# For those using Internet Explorer, IE8 Beta 2 is available



## Hansen (Jan 1, 2006)

For those using Internet Explorer as their web browser, IE8 Beta 2 is now available for download. http://www.microsoft.com/windows/internet-explorer/beta/default.aspx


----------



## JM Anthony (Nov 16, 2003)

Just downloaded and installed this AM. So far seems decent, a bit peppier when it comes to loading pages.

John


----------



## LarryFlowers (Sep 22, 2006)

I downloaded this version on my main PC and so far I like it. It does have some issues with dbstalk though, mostly a slow response to drop downs...


----------



## Charise (Jan 25, 2004)

I really miss the "favorites" listing that would slide out of view but would reappear when I held the mouse near the left side of the screen.


----------



## Cholly (Mar 22, 2004)

You mean people still use IE? :eek2: The only times I use it are when Microsoft demands it or when I visit web sites that are IE centric and don't handle Opera or Firefox.


----------



## ToiletKitty (Aug 15, 2007)

Cholly, there is a Firefox add-on called ietab, it makes the website think you are using ie.


----------



## Steve Mehs (Mar 21, 2002)

Cholly said:


> You mean people still use IE? :eek2: The only times I use it are when Microsoft demands it or when I visit web sites that are IE centric and don't handle Opera or Firefox.


Been using IE since version 2 in 1996. Have no plans to ever stop and I'm looking foward to the final release of IE8. If I was too lazy to look out the window to see the weather, I might have a need for Firefox so I can install a bunch of lame extentions, but I'm not so I don't want nor need Mozilla.


----------



## Drew2k (Aug 16, 2006)

Ad Block Plus - not lame, not weather related.
All-in-One Sidebar - not lame, not weather related.
Tab Mix Plus - not lame, not weather related.

There are more to add-ons than checking the weather.


----------



## Steve Mehs (Mar 21, 2002)

Ad Block Plus - Don't really visit many sites with obtrusive ads
All In One Side Bar - I find most side bars and add on tool bars distracting and cluttersome and I don't use Favorites lists.
Tab Mix Plus - Never used it, but I generally don't use tabs and after looking at it looks like something I wouldn't use

I have taken recommendations on extensions to install and have given it a shot, I've posted the question in a few different forums on what extensions are the best, other then showip, I have never found any one of the 50-75 extensions I've tried over the years remotely useful. I want a web browser that lets me enter a URL and then takes me to that URL, that's it. Firefox does that stock, as does IE. A web browser is a very simple thing, extentions are just nonsence clutter.

• [Record set]
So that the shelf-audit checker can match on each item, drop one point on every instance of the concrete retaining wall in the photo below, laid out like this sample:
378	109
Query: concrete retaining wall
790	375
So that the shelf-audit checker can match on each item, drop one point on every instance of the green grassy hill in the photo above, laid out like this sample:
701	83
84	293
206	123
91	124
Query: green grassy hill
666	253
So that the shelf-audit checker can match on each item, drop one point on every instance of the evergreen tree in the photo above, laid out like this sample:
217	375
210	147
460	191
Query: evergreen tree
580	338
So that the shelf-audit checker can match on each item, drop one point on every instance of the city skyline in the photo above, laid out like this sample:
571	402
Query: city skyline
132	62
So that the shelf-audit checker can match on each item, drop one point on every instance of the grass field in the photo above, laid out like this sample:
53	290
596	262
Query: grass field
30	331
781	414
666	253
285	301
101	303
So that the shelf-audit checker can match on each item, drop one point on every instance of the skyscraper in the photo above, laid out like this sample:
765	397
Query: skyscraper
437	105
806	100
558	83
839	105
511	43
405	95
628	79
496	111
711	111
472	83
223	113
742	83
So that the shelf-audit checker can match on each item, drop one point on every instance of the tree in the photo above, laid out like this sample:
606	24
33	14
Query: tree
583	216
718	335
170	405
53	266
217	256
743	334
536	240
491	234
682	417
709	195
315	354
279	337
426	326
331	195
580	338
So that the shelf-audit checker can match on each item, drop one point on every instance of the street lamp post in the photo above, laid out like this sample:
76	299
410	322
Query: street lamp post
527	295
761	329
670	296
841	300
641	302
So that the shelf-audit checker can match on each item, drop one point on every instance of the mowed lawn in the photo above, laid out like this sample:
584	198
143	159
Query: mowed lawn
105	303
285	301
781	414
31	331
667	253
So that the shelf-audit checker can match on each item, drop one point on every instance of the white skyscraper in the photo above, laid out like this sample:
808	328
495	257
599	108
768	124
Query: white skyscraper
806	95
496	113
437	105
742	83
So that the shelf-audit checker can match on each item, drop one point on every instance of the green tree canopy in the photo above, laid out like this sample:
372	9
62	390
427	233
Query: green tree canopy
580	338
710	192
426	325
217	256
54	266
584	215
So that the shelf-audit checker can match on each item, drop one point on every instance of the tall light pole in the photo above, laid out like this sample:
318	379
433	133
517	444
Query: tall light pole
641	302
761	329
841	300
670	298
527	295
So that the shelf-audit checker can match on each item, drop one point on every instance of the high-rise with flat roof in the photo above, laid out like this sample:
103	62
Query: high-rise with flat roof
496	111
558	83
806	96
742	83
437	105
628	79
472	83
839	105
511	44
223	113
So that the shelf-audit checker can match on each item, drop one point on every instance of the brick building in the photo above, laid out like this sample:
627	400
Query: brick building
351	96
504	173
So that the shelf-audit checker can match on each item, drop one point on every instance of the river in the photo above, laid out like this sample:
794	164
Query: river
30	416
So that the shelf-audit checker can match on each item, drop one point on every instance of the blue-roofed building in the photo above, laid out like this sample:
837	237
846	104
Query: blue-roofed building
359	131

• [Tasks]
[1] Rewrite the stretch of the IE8 Beta 2 thread from "## Charise (Jan" through "of the screen.", substituting "cursor" for "mouse".
[2] Pick up the IE8 Beta 2 thread after its last sentence and write one more post in the same style.
The material comes from a separate source and has no connection to the IE8 Beta 2 thread.

• [Answers per task]
[1]
## Charise (Jan 25, 2004)

I really miss the "favorites" listing that would slide out of view but would reappear when I held the cursor near the left side of the screen.

[2]
----------



## Mark Holtz (Mar 23, 2002)

I can't imagine getting my work without a tabs-based browser nowadays. Otherwise, there would be two-dozen tabs at the bottom of my screen that I would have to close up.

I don't know about you, but I do some web site coding. I quickly discovered that there are two ways of doing websites: The right way, and the Microsoft way. Take a look at these charts that go upward to CSS 2.1. Because Internet Exploder only partially implements W3C CSS 2.1 standards, we have to kludge workarounds to make web pages work with IE.

One of the standards tests is the Acid2 and Acid3 tests. These tests push the limits of browser compatibility. Acid2 compliance won't occur with IE under version 8, long after the other browser makers have made their browsers compliant. How about Acid3 compliance? :rofl: While the coders of Opera, Firefox, and Safari are working towards fully passing the test, the Internet Explorer team has stated that the Acid3 test is a "wish list" of features, and they have no plans on making the browser Acid3 compliant. Of course, which browser had the worst compatibility out of the gate?

How about the speed that pages are rendered and scripts are compiled? I don't know about you, but it appears that Firefox 3 renders web pages and compiles Javascript much faster than Internet Exploder 6 and 7. Check out this speed test article and JavaScript articles.

Oh yeah, which extensions do I have installed?
Adblock Plus 0.7.5.5
BugMeNot 2.0
Nightly Tester Tools 2.0.2
PlainOldFavorites 1.0
Tweak Network 1.1.1
Uppity 1.5


----------



## Drew2k (Aug 16, 2006)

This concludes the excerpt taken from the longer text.